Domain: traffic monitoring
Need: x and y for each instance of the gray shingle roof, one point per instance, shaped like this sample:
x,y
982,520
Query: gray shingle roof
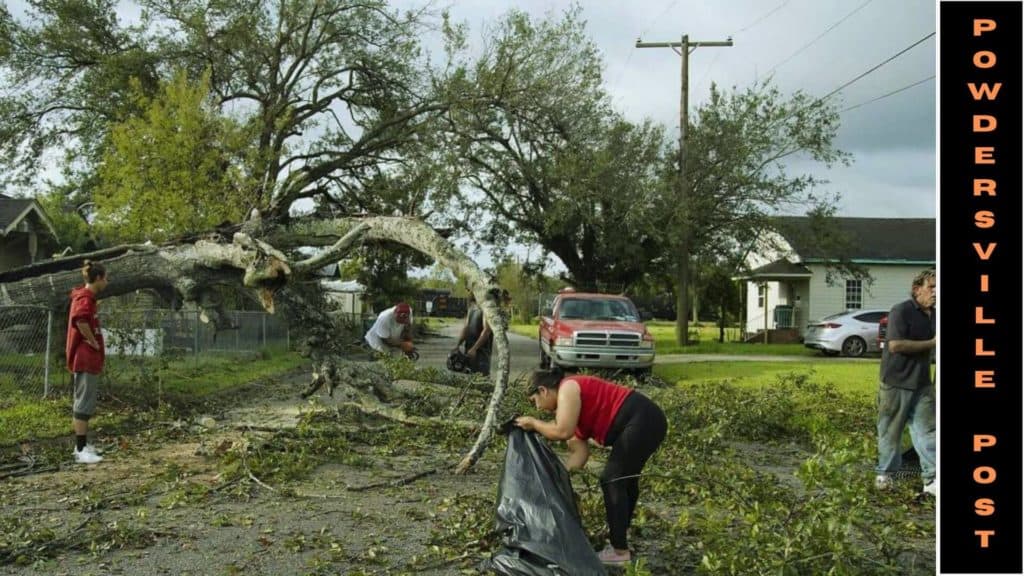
x,y
870,239
11,208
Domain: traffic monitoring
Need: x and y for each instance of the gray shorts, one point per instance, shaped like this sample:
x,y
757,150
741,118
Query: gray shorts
x,y
85,395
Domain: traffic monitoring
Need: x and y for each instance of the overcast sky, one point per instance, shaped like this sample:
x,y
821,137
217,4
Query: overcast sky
x,y
892,139
810,45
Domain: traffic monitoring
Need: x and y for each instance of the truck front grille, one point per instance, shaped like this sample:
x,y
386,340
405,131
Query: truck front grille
x,y
623,339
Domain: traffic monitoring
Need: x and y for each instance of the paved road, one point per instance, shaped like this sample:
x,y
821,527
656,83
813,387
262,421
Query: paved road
x,y
525,354
433,352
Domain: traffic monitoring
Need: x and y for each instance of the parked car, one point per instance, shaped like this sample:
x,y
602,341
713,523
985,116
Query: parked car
x,y
595,330
851,333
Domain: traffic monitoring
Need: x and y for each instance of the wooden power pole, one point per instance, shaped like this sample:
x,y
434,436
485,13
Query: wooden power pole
x,y
683,263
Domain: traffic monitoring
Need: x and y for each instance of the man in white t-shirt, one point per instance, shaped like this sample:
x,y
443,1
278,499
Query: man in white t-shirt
x,y
392,329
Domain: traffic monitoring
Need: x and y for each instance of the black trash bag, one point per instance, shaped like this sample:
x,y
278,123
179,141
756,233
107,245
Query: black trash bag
x,y
537,515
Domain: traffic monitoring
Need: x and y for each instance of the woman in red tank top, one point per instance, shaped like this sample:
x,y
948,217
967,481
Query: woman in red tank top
x,y
591,408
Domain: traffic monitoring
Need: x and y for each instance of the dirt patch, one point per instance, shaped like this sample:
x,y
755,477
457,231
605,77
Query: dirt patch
x,y
179,497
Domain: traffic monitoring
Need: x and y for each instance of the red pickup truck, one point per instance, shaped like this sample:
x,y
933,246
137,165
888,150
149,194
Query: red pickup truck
x,y
594,330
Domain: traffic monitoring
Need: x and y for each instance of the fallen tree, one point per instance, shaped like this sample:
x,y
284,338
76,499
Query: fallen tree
x,y
247,257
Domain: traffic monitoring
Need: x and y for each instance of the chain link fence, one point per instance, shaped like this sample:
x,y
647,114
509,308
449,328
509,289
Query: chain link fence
x,y
137,341
25,347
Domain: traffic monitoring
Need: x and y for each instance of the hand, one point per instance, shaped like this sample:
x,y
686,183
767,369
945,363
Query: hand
x,y
527,423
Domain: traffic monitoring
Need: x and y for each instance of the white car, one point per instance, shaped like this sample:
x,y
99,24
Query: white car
x,y
851,333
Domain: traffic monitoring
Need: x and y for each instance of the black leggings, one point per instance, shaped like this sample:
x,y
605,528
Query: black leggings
x,y
635,435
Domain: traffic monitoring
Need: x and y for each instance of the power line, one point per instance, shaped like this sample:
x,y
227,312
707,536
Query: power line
x,y
762,18
878,66
887,94
819,37
646,29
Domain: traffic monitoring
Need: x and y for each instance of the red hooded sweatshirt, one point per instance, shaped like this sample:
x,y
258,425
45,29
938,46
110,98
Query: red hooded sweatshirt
x,y
82,357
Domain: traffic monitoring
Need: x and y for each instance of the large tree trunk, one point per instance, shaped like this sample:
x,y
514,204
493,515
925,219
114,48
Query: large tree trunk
x,y
188,270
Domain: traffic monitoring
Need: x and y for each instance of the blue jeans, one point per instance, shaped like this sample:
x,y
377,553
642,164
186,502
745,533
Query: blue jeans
x,y
897,408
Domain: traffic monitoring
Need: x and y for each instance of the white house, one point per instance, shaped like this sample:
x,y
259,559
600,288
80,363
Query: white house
x,y
787,284
346,296
27,235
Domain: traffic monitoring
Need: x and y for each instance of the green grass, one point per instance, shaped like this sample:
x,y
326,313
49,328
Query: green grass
x,y
25,416
858,378
665,341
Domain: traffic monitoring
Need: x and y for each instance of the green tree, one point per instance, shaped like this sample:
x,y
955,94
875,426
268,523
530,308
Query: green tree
x,y
173,169
736,151
331,93
534,134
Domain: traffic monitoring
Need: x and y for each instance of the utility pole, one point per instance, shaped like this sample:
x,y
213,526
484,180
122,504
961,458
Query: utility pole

* Exercise *
Copy out the lines above in full and unaltered, apart from the pictures.

* Exercise result *
Domain: traffic monitoring
Need: x and y for each instance of the gray shingle roof, one point per instance, shaped like this sample:
x,y
982,520
Query: gray shingle roof
x,y
870,239
11,208
Domain: traffic monitoring
Need: x and y for each instance of the gray shorts, one point per instance, shaped like this sample:
x,y
757,150
741,118
Query: gray shorts
x,y
85,395
Domain: traffic monitoring
Need: x and y for each instance of the overcast sky, one point per instance, shaped like this sample:
x,y
821,137
217,4
Query: overcast sky
x,y
892,139
810,45
Domain: traffic monitoring
Need: x and y for each instance of the truck front grille, one point per instance, shaped like this sample:
x,y
386,340
405,131
Query: truck front grille
x,y
623,339
Domain: traffic monitoring
Need: x and y for each instance of the paved road, one point per instance, shaped like this sample:
x,y
821,527
656,83
813,387
262,421
Query: paved road
x,y
525,354
433,352
Domain: traffic monitoring
Need: x and y for each instance of the parked car, one point per instance, shaped like this sample:
x,y
602,341
713,523
985,116
Query: parked car
x,y
595,330
851,333
Domain: traffic monitoring
Need: x and y for each instance of the wooden power pole, one point per instance, shaped like this sample:
x,y
434,436
485,13
Query: wooden power pole
x,y
683,263
Domain: traffic monitoring
Need: x and y for each instance of the man in white t-shirt, one point per instance, shaped like this sample:
x,y
443,1
278,499
Query: man in white t-shirt
x,y
392,329
Domain: traffic monitoring
Need: x and y for each instance of the black trash bag, one point per instance, shaped like this sample:
x,y
278,123
179,141
756,233
107,245
Query: black trash bag
x,y
537,515
Domain: traffic monitoring
Need: x and y for each instance of the woman in red tank top, one point per instance, shaped like this sample:
x,y
948,217
967,481
Query: woman in red tank top
x,y
591,408
Domain: traffic monitoring
Need: x and y for each instance of the dirt patch, one point per instance, shaped like this sample:
x,y
755,477
457,231
605,77
Query: dirt patch
x,y
179,497
Domain: traffic monitoring
Need: x and y for each instance of the red pickup truck, one point per instance, shaped like this sample:
x,y
933,246
137,165
888,150
149,194
Query: red pickup truck
x,y
594,330
Domain: traffic monitoring
Need: x and y for each instance of the fallen tree, one point per instance, shaped like this sample:
x,y
284,338
76,499
Query: fallen tree
x,y
247,257
Domain: traffic monitoring
Need: x and y for each instance of the chain link fence, one point per instance, shaped like this sample:
x,y
647,114
509,308
449,328
509,289
Query: chain link fence
x,y
137,341
25,347
Domain: traffic monitoring
Need: x and y for each instance of the hand, one point per instance, shaped like this sample:
x,y
686,183
767,369
945,363
Query: hand
x,y
527,423
Domain: traffic monitoring
Need: x and y for each instance of the white car, one point per instance, shaped like this sample:
x,y
99,24
Query: white car
x,y
851,333
Domain: traffic monitoring
Need: x and y for each instance of the black leggings, one point per instance, shaped like this sample:
x,y
605,528
Query: black leggings
x,y
635,435
Domain: traffic monitoring
Need: x and y for each instance of the power line, one point per instance, shaped like this sample:
x,y
227,312
707,536
Query: power line
x,y
762,18
878,66
887,94
819,37
646,29
Domain: traffic monitoring
Need: x and y for each instance of the red hooded sweatshirt, one point per instance, shaped like this sample:
x,y
258,425
45,29
938,46
110,98
Query: red hooded sweatshirt
x,y
82,357
Domain: traffic monitoring
Need: x and y for each instance of the large tree trunk, one point per instance, shaped like this sample:
x,y
514,204
493,515
925,219
114,48
Query: large tree trunk
x,y
188,270
Domain: traffic monitoring
Need: x and y for each instance of the blue jeans, one point per instance, shaped like this sample:
x,y
377,553
642,164
186,502
745,533
Query: blue jeans
x,y
897,408
Domain: traffic monitoring
Need: x and y for each instance of the white house, one point per instance, shaped like this sample:
x,y
259,559
600,288
80,363
Query: white house
x,y
787,284
346,296
27,235
Domain: traffic monitoring
Need: x and y for each instance of the green grass, one point per instance, shaped like this sample:
x,y
326,313
49,328
Query: green grass
x,y
25,416
858,378
665,341
Domain: traffic monitoring
Need: x and y for each instance of the green tree, one point per instance, shaped like this sample:
x,y
955,94
875,426
268,523
530,308
Query: green tree
x,y
173,169
736,151
331,93
534,134
Domain: traffic monitoring
Need: x and y for each instance of the utility pole, one point per instance, shaped like this sample:
x,y
213,526
484,180
122,504
961,458
Query: utility pole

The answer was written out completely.